| Extracted records |

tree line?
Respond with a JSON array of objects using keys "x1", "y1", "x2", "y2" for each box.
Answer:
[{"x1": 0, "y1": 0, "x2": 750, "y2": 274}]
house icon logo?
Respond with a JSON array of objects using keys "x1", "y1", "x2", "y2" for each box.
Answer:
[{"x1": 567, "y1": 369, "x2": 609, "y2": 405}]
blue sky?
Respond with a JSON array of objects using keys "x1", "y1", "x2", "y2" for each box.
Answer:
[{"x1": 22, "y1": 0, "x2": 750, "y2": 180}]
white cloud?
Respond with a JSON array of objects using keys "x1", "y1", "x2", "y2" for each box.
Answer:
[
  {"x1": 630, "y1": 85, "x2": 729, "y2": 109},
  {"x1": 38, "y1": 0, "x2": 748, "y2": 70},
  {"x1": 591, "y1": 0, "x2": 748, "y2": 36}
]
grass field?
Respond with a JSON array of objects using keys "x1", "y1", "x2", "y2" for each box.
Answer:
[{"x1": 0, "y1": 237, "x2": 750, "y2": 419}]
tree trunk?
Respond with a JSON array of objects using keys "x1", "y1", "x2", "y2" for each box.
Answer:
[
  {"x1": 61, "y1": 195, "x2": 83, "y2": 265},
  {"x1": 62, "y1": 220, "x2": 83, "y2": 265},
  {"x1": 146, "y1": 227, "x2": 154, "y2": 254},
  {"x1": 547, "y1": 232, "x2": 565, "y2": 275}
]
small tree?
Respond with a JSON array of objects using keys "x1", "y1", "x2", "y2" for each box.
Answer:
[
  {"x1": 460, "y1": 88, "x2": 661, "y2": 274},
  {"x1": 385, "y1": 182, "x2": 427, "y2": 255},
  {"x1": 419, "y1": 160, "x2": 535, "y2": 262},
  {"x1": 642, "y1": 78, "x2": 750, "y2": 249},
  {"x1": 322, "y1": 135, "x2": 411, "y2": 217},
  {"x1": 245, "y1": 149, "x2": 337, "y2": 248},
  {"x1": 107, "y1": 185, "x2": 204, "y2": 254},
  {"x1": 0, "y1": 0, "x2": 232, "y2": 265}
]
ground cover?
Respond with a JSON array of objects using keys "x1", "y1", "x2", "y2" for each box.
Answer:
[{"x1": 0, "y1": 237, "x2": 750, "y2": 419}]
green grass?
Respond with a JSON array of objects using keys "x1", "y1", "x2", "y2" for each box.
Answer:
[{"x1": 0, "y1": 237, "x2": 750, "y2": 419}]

| WHAT IS REQUIRED |
Retype all of the data above line for line, changing nothing.

| TASK RESULT |
tree line?
Respond with a JSON array of objects using keys "x1", "y1", "x2", "y2" for each box.
Answer:
[{"x1": 0, "y1": 0, "x2": 750, "y2": 274}]
house icon logo?
Respond with a JSON array of objects using keys "x1", "y1", "x2", "y2" for each box.
Answer:
[{"x1": 567, "y1": 369, "x2": 609, "y2": 405}]
blue sky?
Respond with a JSON array of objects using keys "x1", "y1", "x2", "y2" for each box.
Answer:
[{"x1": 22, "y1": 0, "x2": 750, "y2": 180}]
white cloud?
Respond with a JSON array of objects using keys "x1", "y1", "x2", "y2" for each box.
Answer:
[
  {"x1": 630, "y1": 85, "x2": 729, "y2": 109},
  {"x1": 38, "y1": 0, "x2": 748, "y2": 70},
  {"x1": 591, "y1": 0, "x2": 748, "y2": 36}
]
grass field?
Respond with a JSON array of objects using keys "x1", "y1", "x2", "y2" for each box.
Answer:
[{"x1": 0, "y1": 237, "x2": 750, "y2": 419}]
tree trunk?
Respond with a JSON array of objects using keys "x1", "y1", "x2", "y2" for each box.
Answer:
[
  {"x1": 61, "y1": 195, "x2": 83, "y2": 265},
  {"x1": 62, "y1": 220, "x2": 83, "y2": 265},
  {"x1": 146, "y1": 227, "x2": 154, "y2": 254},
  {"x1": 547, "y1": 232, "x2": 565, "y2": 275}
]
small tree?
Respond with a JSON array of objects using keys "x1", "y1", "x2", "y2" for each box.
Answer:
[
  {"x1": 460, "y1": 88, "x2": 661, "y2": 274},
  {"x1": 385, "y1": 182, "x2": 427, "y2": 255},
  {"x1": 419, "y1": 160, "x2": 535, "y2": 262},
  {"x1": 642, "y1": 78, "x2": 750, "y2": 249},
  {"x1": 322, "y1": 135, "x2": 411, "y2": 217},
  {"x1": 245, "y1": 149, "x2": 337, "y2": 248},
  {"x1": 107, "y1": 185, "x2": 204, "y2": 254},
  {"x1": 0, "y1": 0, "x2": 232, "y2": 265}
]
ground cover?
Respond with a JSON array of objects using keys "x1", "y1", "x2", "y2" for each box.
Answer:
[{"x1": 0, "y1": 237, "x2": 750, "y2": 419}]
green grass?
Respond with a JSON array of objects using keys "x1", "y1", "x2", "y2" for each box.
Answer:
[{"x1": 0, "y1": 237, "x2": 750, "y2": 419}]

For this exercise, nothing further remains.